Obwohl der Herrschaft Sauls keine lange Dauer beschieden war und das Königtum einen tiefen Einschnitt in die Sozialstruktur der Stämme bedeutete, die nicht ohne Widerstände geblieben sein dürfte (vgl. Crüsemann, 1978), folgte auf Saul dessen Sohn → Eschbaal im Königsamt (vgl. 2Sam 2,8-10), ohne dass es zu einer nennenswerten Opposition gekommen zu sein scheint. Die dynastische Thronfolge unterstreicht noch einmal, dass das Königtum Sauls weniger als „chiefdom“, denn als „früher Staat“ interpretiert werden sollte, da im soziologischen Modell des „chiefdom“ das dynastische Prinzip unwirksam ist (vgl. Kessler, 2009).

2.3. Das Königtum Davids

Nach der biblischen Darstellung gelangte → David als Musiktherapeut oder Soldat an den Hof Sauls und stieg dort bis zum Schwiegersohn des Königs auf (vgl. 1Sam 16-18). Historisch spricht jedoch einiges dafür, dass David zunächst Anführer einer Söldnertruppe gewesen war, die im judäischen Bergland ihre Basis hatte und sich u.a. mit Schutzgelderpressung verdingte (vgl. 1Sam 25). Später trat er in den Dienst des Philisterkönigs → Achisch von Gat und war Kommandant der Festung → Ziklag (Tell eš-Šerī‘a; Koordinaten: 1196.0889; N 31° 23' 26.79'', E 34° 40' 45.70'' ?) im nördlichen Negev (vgl. 1Sam 27) – vermutlich mit dem Auftrag, die Südgrenze des philistäischen Einflussbereichs zu sichern und den interregionalen Handel vom → Toten Meer (und den Kupferminen von → Timna?) zu kontrollieren. Von Ziklag aus gelang es David, seinen Einfluss in der Region auszubauen und das Gebiet um → Hebron unter seine Vorherrschaft zu bringen (vgl. 2Sam 2,1-3). Ob dies noch unter Duldung der Philister geschah, bleibt unklar. Wenig später schlossen sich weitere Gruppen des judäischen Berglandes der Herrschaft Davids an (vgl. 2Sam 2,4), so dass Juda zu dieser Zeit erstmals als eine selbstständige politische Größe neben „Israel“ erscheint. Spätestens jetzt kam es zum Bruch mit den Philistern.

:: VORLIEGENDE ZEILEN ::

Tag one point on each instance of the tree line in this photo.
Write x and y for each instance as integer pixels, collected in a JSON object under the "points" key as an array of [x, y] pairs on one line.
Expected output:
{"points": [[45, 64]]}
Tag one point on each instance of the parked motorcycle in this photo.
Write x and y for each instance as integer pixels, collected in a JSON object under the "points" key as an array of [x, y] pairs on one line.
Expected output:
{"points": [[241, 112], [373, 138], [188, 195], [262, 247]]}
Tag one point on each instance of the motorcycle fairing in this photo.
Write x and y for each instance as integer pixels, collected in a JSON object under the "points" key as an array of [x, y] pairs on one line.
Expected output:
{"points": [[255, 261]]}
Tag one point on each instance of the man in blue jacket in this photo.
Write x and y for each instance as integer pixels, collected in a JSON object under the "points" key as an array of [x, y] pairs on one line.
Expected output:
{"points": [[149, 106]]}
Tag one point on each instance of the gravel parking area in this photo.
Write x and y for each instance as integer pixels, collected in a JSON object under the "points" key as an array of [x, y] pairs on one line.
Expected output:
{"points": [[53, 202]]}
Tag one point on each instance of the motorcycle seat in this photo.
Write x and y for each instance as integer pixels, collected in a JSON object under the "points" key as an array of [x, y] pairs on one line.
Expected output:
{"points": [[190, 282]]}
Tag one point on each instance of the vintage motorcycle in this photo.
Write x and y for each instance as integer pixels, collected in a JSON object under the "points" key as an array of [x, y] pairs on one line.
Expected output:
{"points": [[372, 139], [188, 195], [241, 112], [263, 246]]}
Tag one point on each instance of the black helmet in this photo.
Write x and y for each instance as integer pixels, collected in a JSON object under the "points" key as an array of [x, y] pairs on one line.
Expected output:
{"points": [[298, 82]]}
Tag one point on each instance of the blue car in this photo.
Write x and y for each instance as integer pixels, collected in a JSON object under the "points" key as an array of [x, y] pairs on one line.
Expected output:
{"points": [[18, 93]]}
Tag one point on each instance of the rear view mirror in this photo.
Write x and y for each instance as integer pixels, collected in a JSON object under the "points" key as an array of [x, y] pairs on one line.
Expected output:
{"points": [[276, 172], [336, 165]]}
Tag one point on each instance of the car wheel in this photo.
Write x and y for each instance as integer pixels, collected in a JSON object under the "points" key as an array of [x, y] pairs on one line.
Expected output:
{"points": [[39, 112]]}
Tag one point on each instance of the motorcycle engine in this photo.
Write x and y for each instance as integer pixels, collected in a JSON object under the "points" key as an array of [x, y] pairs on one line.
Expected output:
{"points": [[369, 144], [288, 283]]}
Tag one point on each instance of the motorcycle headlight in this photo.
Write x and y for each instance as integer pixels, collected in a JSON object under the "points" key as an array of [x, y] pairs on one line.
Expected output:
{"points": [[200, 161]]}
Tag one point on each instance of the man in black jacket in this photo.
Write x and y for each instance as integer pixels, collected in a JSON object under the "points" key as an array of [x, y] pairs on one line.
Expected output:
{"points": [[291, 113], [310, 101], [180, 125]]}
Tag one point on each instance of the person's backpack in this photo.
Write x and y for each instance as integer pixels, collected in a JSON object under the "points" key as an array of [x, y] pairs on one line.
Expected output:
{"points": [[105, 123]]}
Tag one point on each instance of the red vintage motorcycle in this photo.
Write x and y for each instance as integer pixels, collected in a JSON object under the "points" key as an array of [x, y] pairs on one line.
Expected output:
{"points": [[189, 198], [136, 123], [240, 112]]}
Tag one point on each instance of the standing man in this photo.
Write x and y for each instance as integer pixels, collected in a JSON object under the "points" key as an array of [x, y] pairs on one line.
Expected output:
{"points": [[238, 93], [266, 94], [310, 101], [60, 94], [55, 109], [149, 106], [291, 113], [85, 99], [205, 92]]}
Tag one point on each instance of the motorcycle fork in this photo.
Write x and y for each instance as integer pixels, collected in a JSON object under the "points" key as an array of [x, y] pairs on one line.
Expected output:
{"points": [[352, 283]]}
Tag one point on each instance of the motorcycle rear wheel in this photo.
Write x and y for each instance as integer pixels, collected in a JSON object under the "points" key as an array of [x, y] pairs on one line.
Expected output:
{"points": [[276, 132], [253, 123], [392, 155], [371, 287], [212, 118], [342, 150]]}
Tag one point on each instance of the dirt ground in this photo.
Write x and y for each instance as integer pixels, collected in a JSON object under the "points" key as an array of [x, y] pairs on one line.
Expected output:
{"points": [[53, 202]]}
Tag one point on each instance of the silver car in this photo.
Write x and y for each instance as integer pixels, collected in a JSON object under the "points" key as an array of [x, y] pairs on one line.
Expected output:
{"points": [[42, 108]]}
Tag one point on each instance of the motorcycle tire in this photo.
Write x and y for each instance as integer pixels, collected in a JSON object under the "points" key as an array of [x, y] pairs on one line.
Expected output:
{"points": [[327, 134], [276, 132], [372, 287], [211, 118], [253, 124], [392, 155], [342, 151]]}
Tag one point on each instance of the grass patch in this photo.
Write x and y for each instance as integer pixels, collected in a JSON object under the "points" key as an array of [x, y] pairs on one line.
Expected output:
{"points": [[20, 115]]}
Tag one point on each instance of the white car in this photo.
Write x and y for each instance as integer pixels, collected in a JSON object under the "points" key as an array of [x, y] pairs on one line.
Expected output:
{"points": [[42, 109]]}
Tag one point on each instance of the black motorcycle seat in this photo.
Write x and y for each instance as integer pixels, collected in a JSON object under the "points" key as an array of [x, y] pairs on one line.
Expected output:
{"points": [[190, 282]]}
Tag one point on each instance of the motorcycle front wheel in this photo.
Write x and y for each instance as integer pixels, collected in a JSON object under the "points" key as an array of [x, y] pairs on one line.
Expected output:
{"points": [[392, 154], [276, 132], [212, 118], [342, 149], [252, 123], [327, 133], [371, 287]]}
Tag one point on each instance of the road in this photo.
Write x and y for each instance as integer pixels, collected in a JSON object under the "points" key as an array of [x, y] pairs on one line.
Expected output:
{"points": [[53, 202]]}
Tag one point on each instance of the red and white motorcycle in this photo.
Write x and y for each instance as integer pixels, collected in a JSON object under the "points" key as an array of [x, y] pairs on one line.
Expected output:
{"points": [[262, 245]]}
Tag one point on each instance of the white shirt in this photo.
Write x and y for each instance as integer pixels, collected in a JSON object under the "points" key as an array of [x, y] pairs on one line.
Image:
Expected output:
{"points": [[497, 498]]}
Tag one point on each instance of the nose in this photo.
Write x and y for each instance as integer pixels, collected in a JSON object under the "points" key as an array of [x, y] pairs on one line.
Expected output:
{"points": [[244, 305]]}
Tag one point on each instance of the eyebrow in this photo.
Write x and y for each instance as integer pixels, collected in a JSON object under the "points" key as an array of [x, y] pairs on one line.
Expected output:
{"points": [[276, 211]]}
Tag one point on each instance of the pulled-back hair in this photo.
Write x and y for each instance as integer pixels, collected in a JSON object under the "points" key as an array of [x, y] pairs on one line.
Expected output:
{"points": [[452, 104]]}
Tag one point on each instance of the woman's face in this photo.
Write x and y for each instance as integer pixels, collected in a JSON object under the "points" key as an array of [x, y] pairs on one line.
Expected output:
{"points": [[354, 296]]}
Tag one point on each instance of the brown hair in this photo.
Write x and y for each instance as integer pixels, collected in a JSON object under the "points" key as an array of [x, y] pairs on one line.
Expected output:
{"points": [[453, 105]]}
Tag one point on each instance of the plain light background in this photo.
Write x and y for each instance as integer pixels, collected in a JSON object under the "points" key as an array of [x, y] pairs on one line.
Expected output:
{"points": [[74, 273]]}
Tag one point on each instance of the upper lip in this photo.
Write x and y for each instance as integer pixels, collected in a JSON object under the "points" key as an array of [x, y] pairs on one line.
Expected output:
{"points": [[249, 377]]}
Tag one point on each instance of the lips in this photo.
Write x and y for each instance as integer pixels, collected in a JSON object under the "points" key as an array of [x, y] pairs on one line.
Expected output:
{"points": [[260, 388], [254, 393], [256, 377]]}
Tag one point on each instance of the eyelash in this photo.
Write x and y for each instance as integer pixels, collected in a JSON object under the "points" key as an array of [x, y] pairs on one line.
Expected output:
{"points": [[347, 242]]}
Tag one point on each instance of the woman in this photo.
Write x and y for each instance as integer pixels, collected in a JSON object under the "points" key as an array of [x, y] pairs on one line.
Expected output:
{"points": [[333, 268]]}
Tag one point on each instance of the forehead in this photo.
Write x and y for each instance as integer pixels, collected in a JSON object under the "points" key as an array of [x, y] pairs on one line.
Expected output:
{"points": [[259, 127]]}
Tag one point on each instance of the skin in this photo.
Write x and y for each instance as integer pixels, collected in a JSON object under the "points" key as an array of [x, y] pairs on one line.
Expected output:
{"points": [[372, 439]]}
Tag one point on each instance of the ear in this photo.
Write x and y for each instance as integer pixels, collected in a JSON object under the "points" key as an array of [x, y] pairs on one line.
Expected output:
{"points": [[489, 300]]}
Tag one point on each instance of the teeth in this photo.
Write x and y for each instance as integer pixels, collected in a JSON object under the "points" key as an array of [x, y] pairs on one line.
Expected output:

:: FOLGENDES ERLEDIGEN ::
1 - Schreib aus dem Text über das Königtum Sauls und Davids das Stück von „Obwohl der Herrschaft“ bis „(vgl. Kessler, 2009).“ wortgetreu ab.
2 - Führ den Text über das Königtum Sauls und Davids nach seinem letzten Satz weiter.

:: DIE ANTWORTEN ::
1 -
Obwohl der Herrschaft Sauls keine lange Dauer beschieden war und das Königtum einen tiefen Einschnitt in die Sozialstruktur der Stämme bedeutete, die nicht ohne Widerstände geblieben sein dürfte (vgl. Crüsemann, 1978), folgte auf Saul dessen Sohn → Eschbaal im Königsamt (vgl. 2Sam 2,8-10), ohne dass es zu einer nennenswerten Opposition gekommen zu sein scheint. Die dynastische Thronfolge unterstreicht noch einmal, dass das Königtum Sauls weniger als „chiefdom“, denn als „früher Staat“ interpretiert werden sollte, da im soziologischen Modell des „chiefdom“ das dynastische Prinzip unwirksam ist (vgl. Kessler, 2009).

2 -
Nach dem Tod Sauls und der Verlegung der Residenz seines Sohnes Eschbaal nach → Mahanajim im Ostjordanland (vgl. 2Sam 2,8f.) scheinen verschiedene Gruppen in Israel ihre Hoffnungen im Kampf gegen die Philister auf David gesetzt zu haben. Es kam zu einem Putsch gegen den regierenden Sauliden, dem dieser zum Opfer fiel (vgl. 2Sam 4), und zur Loyalitätsverpflichtung zwischen David und den israelitischen Stämmen, in der diese ihn als König anerkannten (vgl. 2Sam 5,1-3). David verlegte in der Folgezeit seine Residenz von Hebron in die Bergfeste → Jerusalem und es gelang ihm, die Philister in die Küstenebene zurückzudrängen (vgl. 2Sam 5).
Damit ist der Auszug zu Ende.